Object position labeling entries:
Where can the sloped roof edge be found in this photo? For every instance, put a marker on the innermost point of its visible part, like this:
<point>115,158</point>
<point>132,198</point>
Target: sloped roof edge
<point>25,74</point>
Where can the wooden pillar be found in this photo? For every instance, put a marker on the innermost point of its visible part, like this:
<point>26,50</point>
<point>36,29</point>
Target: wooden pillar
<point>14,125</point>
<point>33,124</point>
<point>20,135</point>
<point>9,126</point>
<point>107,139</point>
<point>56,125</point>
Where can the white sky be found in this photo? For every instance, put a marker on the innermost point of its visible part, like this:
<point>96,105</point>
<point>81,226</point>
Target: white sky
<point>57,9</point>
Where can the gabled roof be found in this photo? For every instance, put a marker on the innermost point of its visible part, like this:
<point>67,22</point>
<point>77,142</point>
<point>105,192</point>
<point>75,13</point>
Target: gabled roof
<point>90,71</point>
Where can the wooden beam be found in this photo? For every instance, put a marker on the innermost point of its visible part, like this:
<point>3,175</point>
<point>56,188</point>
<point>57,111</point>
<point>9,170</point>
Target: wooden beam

* * *

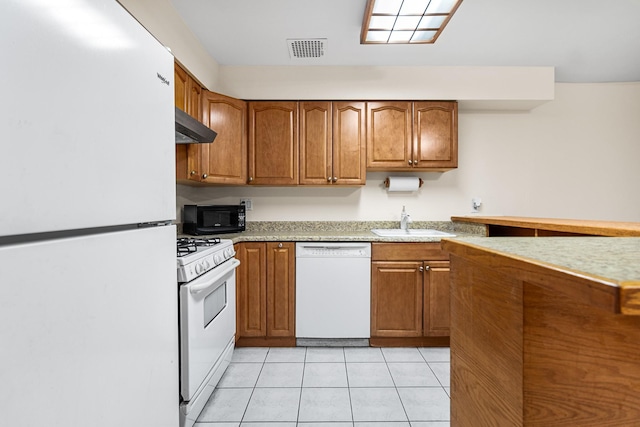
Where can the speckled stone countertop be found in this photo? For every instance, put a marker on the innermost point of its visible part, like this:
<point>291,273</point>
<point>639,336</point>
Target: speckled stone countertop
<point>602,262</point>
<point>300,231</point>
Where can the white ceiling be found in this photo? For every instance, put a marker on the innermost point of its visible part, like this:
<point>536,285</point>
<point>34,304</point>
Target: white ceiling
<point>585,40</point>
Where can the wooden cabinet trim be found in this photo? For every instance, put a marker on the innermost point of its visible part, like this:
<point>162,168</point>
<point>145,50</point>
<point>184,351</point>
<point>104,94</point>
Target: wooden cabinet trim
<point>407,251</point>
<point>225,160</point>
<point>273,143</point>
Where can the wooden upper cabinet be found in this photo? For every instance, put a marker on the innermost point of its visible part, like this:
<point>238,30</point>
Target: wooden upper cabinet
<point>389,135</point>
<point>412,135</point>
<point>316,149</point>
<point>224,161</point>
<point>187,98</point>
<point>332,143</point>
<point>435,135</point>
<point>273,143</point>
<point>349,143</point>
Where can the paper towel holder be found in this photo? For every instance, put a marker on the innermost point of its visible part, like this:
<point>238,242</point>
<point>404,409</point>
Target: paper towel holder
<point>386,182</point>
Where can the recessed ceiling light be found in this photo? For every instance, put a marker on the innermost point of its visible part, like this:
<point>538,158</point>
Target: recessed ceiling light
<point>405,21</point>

* * *

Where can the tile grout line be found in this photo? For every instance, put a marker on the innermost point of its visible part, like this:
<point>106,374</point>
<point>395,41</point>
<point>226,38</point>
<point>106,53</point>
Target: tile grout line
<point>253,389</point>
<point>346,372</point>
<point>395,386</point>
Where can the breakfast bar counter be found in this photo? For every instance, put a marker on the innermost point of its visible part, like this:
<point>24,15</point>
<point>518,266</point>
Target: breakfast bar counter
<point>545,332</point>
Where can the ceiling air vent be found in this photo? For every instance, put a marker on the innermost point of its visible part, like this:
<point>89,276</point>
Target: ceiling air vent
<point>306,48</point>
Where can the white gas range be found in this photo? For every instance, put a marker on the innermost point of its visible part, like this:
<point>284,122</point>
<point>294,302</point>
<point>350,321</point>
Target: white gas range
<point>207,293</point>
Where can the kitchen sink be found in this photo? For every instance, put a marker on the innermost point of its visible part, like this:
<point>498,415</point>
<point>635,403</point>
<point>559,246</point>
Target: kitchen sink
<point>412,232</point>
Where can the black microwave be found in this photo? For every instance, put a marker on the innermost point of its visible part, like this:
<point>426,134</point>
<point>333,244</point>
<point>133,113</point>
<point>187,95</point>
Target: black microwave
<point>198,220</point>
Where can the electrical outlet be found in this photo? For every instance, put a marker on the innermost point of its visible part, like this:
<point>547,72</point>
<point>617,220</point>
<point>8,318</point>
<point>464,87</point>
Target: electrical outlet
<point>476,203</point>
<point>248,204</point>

◆ JOB ◆
From the records above, list as a numbered list everything from the line containing "Where can the wooden upper" down to the line containing "<point>405,21</point>". Leave out blank lines.

◆ THE ANSWER ◆
1. Where can the wooden upper cabinet be found in this photo? For every instance, put a marker on the innermost point of its visible part, like this:
2. <point>238,30</point>
3. Target: wooden upper cabinet
4. <point>389,135</point>
5. <point>412,135</point>
6. <point>316,149</point>
7. <point>224,161</point>
8. <point>187,98</point>
9. <point>332,143</point>
10. <point>435,135</point>
11. <point>273,143</point>
12. <point>349,143</point>
13. Where can the paper towel holder be found in this photo? For every instance, put a marker on the innermost point of its visible part, like this:
14. <point>238,242</point>
15. <point>404,409</point>
16. Target: paper towel holder
17. <point>386,182</point>
18. Where can the recessed ceiling light be found in this photo? For every instance, put a marker on the innermost point of its visible part, like this:
19. <point>538,158</point>
20. Target: recessed ceiling light
21. <point>405,21</point>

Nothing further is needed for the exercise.